-------- Text provided --------

The vulnerable processual self
The metaphors we use in our self-conception seep into every aspect of our lives. We associate resistance with mass and solidity. When you stare at a project and your chest and abdomen crawl with pains, you should ask,
What is this suffering and resistant meat? There is a power inside me that resists and even hates what I (reason, or long-term good) wants to do. This power confronts me as mass, as resistance to my effort. I yearn to realize my most precious hopes, to reach my most beloved goals, but my flight forward pushes against an internal molasses!

-------- Material supplied --------

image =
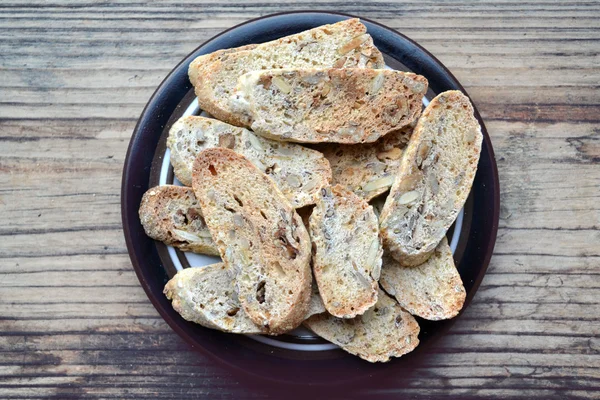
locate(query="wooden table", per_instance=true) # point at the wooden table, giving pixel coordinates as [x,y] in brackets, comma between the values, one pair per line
[74,77]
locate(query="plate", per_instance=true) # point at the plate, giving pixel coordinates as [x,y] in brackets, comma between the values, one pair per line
[284,358]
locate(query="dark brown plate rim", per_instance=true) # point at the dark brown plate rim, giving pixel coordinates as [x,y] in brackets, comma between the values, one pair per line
[239,353]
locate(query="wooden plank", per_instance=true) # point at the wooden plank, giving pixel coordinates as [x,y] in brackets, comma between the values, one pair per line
[74,321]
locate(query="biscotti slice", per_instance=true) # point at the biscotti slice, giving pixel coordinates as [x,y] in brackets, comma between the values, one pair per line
[346,252]
[172,215]
[299,172]
[353,105]
[367,169]
[432,290]
[259,234]
[434,179]
[207,296]
[344,44]
[382,332]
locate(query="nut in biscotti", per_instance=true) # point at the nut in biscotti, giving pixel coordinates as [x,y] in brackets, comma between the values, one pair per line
[434,179]
[259,234]
[172,215]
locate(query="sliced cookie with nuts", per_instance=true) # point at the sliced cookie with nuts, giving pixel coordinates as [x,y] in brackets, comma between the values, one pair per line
[384,331]
[330,105]
[434,179]
[346,252]
[172,215]
[341,45]
[299,172]
[208,296]
[367,169]
[259,234]
[432,290]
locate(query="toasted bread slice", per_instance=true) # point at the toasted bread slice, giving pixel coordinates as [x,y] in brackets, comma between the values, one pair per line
[434,179]
[207,296]
[299,172]
[432,290]
[367,169]
[346,252]
[353,105]
[377,203]
[259,234]
[172,215]
[382,332]
[344,44]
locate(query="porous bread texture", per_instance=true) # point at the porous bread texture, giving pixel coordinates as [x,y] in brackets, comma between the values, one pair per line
[341,45]
[432,290]
[207,296]
[346,252]
[259,234]
[299,172]
[201,64]
[367,169]
[382,332]
[352,105]
[434,179]
[172,215]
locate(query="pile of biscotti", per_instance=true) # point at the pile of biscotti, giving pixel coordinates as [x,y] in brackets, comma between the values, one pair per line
[306,131]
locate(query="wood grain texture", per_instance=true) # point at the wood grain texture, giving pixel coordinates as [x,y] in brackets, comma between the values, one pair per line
[74,77]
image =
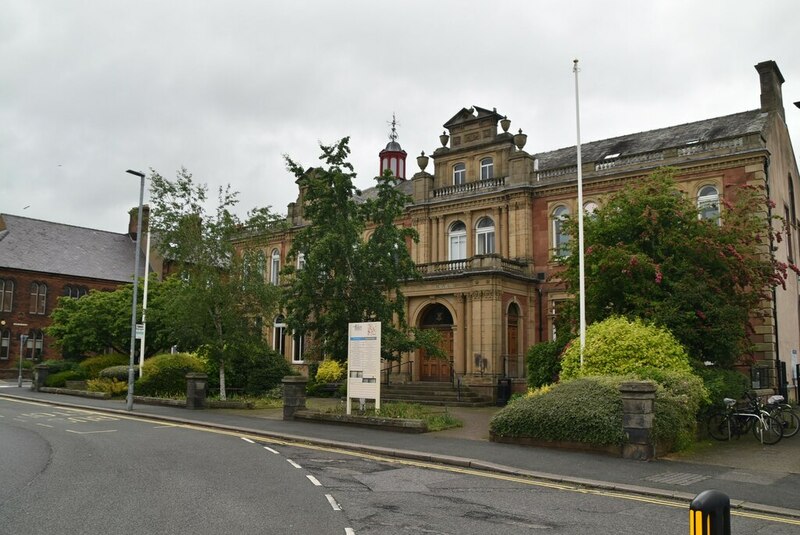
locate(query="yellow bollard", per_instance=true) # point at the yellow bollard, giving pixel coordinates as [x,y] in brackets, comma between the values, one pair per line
[710,514]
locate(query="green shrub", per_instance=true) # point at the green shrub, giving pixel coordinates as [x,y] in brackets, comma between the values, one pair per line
[114,387]
[59,380]
[120,373]
[329,371]
[618,346]
[166,374]
[93,365]
[60,365]
[722,384]
[544,363]
[587,410]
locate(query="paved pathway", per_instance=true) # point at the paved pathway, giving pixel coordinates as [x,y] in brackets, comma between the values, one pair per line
[756,477]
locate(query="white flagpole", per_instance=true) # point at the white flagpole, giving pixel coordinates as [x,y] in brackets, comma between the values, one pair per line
[581,277]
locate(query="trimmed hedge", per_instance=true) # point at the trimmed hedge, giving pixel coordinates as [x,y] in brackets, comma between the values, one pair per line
[120,373]
[166,374]
[618,346]
[544,363]
[585,410]
[92,366]
[59,380]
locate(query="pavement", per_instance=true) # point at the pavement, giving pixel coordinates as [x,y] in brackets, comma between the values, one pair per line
[764,479]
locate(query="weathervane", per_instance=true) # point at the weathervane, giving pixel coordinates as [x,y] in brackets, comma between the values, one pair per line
[394,123]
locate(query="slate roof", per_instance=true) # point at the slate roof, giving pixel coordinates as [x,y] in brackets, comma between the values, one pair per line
[47,247]
[728,126]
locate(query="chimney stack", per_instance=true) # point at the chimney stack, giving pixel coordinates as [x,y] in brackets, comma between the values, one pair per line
[771,81]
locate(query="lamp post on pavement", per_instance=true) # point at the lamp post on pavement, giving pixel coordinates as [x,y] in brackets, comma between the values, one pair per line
[129,401]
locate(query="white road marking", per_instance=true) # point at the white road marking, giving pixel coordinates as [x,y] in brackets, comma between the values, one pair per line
[336,506]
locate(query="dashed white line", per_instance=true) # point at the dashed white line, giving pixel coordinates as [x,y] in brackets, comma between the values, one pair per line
[336,506]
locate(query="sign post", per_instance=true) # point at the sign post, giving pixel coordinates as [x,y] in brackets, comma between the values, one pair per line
[364,362]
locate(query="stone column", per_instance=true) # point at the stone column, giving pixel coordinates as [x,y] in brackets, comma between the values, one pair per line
[40,373]
[294,395]
[638,399]
[196,390]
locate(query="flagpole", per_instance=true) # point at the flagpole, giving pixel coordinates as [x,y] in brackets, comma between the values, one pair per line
[581,277]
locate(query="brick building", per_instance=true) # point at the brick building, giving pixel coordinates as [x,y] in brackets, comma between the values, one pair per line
[41,261]
[488,218]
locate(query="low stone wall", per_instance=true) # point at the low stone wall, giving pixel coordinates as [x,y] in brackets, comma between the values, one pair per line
[386,424]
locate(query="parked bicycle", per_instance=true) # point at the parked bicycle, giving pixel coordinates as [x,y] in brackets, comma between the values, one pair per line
[735,422]
[784,413]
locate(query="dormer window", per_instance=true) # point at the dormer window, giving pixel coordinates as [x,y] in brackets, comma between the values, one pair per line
[459,174]
[487,169]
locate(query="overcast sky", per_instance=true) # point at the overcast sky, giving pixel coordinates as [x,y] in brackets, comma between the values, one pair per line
[91,88]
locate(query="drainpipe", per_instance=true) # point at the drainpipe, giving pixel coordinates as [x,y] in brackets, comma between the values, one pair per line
[774,290]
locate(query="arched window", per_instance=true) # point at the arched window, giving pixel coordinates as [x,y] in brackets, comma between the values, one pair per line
[279,335]
[708,203]
[484,236]
[35,344]
[459,174]
[458,241]
[6,295]
[38,298]
[275,267]
[560,236]
[5,343]
[487,169]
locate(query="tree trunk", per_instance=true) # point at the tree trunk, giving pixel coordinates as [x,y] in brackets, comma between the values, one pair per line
[222,395]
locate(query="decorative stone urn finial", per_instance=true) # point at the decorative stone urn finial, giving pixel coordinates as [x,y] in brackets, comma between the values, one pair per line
[422,161]
[520,139]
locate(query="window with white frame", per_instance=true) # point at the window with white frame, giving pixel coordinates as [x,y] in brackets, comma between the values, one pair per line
[487,169]
[275,267]
[5,343]
[6,295]
[279,335]
[708,203]
[484,236]
[38,298]
[459,174]
[458,241]
[298,347]
[560,236]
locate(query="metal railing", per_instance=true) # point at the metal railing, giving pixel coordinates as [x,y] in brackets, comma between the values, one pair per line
[399,367]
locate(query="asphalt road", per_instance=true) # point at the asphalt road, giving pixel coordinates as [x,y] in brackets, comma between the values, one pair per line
[70,471]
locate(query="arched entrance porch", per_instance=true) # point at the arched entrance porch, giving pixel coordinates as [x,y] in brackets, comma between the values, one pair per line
[437,317]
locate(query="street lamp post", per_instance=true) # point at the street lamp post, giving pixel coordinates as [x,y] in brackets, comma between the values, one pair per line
[129,401]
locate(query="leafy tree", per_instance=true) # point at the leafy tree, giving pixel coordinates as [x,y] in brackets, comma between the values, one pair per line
[216,302]
[345,278]
[649,255]
[101,320]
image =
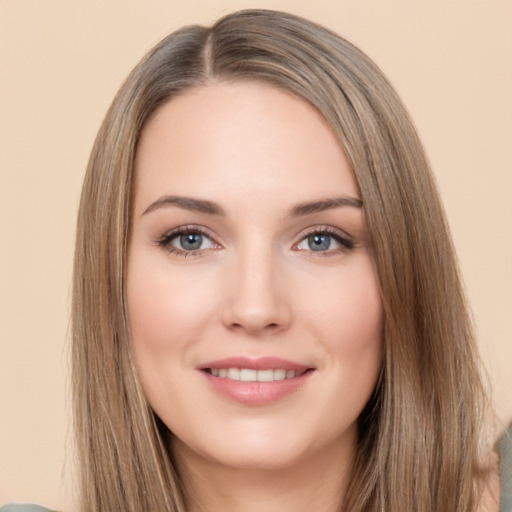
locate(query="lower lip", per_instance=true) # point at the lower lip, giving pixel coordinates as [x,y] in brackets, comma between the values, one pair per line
[256,393]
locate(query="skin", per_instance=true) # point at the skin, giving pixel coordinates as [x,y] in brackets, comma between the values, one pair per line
[255,288]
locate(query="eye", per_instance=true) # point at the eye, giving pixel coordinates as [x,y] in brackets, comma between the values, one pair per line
[326,241]
[186,241]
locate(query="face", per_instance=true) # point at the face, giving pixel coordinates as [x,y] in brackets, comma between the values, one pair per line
[252,295]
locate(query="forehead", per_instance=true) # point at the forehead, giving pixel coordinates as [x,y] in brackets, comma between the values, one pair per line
[226,139]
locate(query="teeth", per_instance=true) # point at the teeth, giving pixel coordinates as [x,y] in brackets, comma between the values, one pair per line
[249,375]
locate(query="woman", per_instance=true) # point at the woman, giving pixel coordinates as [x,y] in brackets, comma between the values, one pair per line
[267,310]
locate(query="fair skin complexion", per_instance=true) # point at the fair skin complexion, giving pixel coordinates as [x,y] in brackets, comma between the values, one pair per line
[249,241]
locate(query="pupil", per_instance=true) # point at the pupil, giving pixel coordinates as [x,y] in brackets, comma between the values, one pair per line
[319,242]
[191,241]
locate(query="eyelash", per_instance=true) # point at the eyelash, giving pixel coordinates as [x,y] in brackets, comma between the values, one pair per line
[165,240]
[346,242]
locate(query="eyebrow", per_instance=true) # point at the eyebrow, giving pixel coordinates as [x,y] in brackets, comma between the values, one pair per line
[324,204]
[186,203]
[212,208]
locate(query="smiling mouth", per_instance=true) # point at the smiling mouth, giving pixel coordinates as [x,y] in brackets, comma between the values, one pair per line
[251,375]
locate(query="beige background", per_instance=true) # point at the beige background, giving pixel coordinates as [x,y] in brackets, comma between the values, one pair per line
[60,65]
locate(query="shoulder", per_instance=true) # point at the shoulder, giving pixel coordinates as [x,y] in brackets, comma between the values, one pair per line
[504,447]
[19,507]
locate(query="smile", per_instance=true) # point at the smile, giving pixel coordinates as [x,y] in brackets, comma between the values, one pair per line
[255,382]
[251,375]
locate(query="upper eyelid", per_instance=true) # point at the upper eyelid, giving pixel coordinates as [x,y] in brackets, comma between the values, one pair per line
[317,229]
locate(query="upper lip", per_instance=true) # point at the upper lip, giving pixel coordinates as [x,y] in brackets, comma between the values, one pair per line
[260,363]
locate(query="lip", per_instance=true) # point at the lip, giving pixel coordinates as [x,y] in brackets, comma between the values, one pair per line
[255,393]
[260,363]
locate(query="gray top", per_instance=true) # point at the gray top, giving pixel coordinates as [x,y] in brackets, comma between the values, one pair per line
[504,448]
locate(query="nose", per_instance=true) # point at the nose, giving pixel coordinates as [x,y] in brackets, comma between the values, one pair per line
[256,301]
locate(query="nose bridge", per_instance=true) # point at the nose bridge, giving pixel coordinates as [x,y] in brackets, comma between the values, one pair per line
[257,301]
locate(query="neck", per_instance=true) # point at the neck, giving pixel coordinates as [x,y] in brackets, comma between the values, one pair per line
[317,482]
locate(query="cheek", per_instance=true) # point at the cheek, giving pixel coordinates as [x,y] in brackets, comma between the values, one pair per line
[347,317]
[164,307]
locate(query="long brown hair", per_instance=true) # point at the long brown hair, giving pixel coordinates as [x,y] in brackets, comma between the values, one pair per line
[419,434]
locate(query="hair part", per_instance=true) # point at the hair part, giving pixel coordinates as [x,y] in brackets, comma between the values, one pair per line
[419,434]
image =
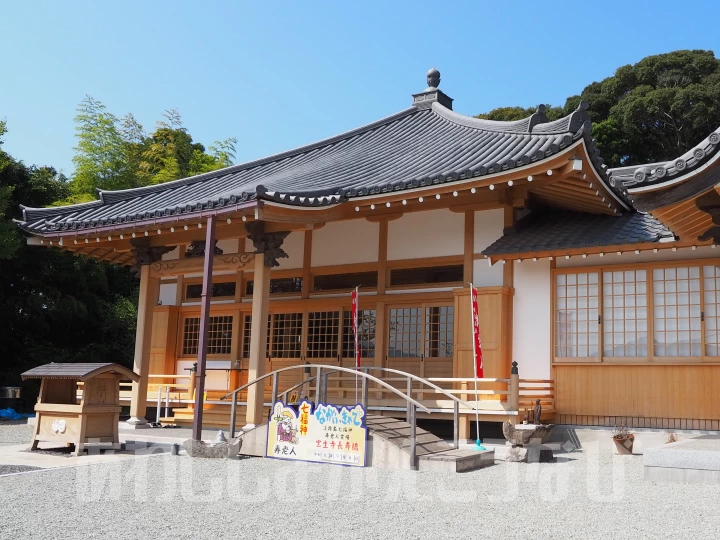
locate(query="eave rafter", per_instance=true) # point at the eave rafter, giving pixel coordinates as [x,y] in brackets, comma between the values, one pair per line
[602,251]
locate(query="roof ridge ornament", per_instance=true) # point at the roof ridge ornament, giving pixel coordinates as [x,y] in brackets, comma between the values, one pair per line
[538,117]
[431,94]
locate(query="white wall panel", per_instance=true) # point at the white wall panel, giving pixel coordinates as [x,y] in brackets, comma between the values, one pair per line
[532,325]
[436,233]
[346,242]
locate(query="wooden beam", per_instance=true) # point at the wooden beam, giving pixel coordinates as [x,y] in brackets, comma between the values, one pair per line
[379,218]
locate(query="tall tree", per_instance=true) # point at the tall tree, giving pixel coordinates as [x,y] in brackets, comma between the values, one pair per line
[652,111]
[115,153]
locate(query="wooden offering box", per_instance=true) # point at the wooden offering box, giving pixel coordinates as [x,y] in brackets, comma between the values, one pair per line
[60,419]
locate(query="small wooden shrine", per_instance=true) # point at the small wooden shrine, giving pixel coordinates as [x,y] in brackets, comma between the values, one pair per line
[60,419]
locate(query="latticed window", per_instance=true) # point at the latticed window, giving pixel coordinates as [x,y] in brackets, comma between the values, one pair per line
[625,331]
[405,337]
[366,328]
[323,330]
[247,328]
[219,335]
[677,314]
[576,315]
[439,331]
[286,337]
[711,278]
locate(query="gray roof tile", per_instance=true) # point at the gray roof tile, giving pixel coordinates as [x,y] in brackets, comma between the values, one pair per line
[80,372]
[545,230]
[417,147]
[635,176]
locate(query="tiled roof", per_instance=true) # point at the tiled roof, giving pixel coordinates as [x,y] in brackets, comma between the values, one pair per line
[669,172]
[423,145]
[80,372]
[556,230]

--------

Actions to take:
A – In the essay on the processual self, what do we associate resistance with?
B – List every name or image the essay on the processual self uses for the inner power that resists effort.
C – Carry the essay on the processual self forward from its last sentence.
The listing is material separate from the essay on the processual self.

Numbered responses:
A – We associate resistance with mass and solidity.

B –
- "suffering and resistant meat"
- "a power inside me"
- "mass"
- "resistance to my effort"
- "internal molasses"

C –
Yes. There is mass, solidity, power, pressure, antagonism, malice, and war within me. My own desire—really, my True Desire, the desire of my best-sighted self, the self that I myself judge to be the superior one—is blocked, captured, or replaced by a power within me wants something else and with which I am happy to identify after once takes possession. The solid and electrical meat of my body is a legion of antagonistic pseudo-first persons. It is this ugly situation that is the topic of Paul’s famous lament,
Romans 7:15-20
I do not understand my own actions. For I do not do what I want, but I do the very thing I hate. 16 Now if I do what I do not want, I agree that the law is good. 17 But in fact it is no longer I that do it, but sin that dwells within me. 18 For I know that nothing good dwells within me, that is, in my flesh. I can will what is right, but I cannot do it. 19 For I do not do the good I want, but the evil I do not want is what I do. 20 Now if I do what I do not want, it is no longer I that do it, but sin that dwells within me.
Crowley called this Paul’s most insightful passage. Paul’s alter-self, which he calls the “sin that dwells within me,” is his habit-ridden or inertial self. The habit-ridden self is really a plurality of proclivities, tendencies, and habit patterns; but we refer to the collection as a unity through the power of the unity inherent to names. The nature of this unified collection can be determined by averaging over all of our actions. This inertial self is thus also a default self—i.e, one’s character.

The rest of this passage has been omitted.